Dataset entries about object locations
####

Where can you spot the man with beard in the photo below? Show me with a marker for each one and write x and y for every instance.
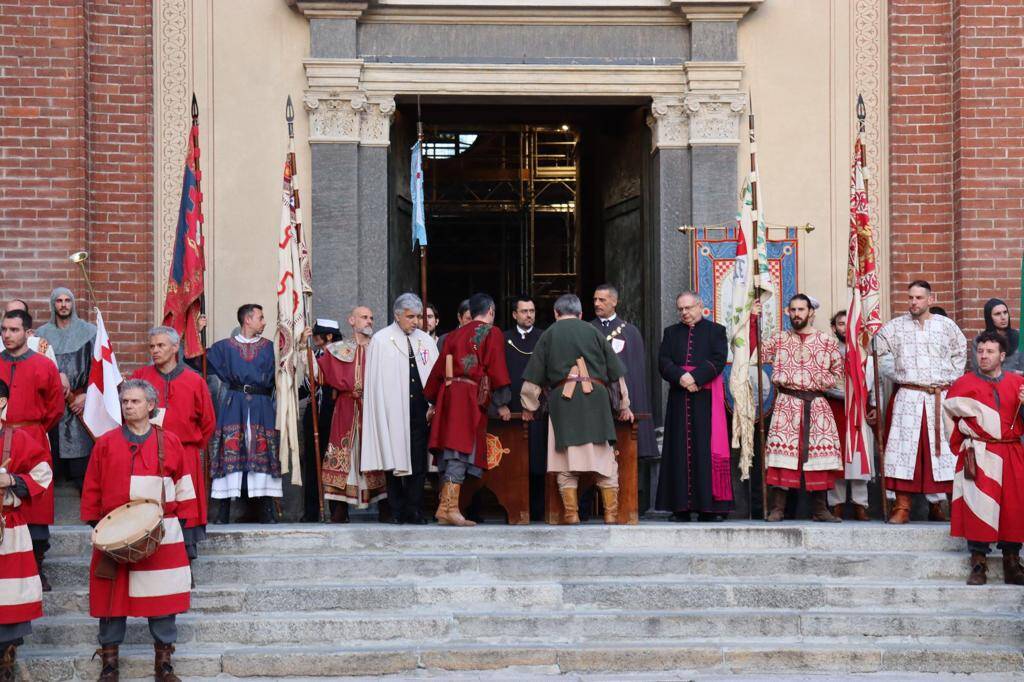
(855, 473)
(36, 343)
(342, 370)
(986, 417)
(803, 446)
(72, 339)
(997, 320)
(395, 423)
(35, 407)
(695, 472)
(245, 462)
(519, 343)
(929, 353)
(185, 410)
(628, 344)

####

Exercise description — Reproduce all of the entries above, keeping each request, and increase every x and y coordinate in the answers by 85. Leave the picture out of your output.

Result for this task —
Where can you spot the man with beard in the photo below? Show me with a marker for each one and write x and y for every instance.
(940, 558)
(121, 428)
(427, 455)
(1071, 502)
(888, 531)
(157, 424)
(1082, 405)
(480, 508)
(120, 492)
(780, 557)
(330, 547)
(604, 428)
(1014, 438)
(270, 495)
(713, 429)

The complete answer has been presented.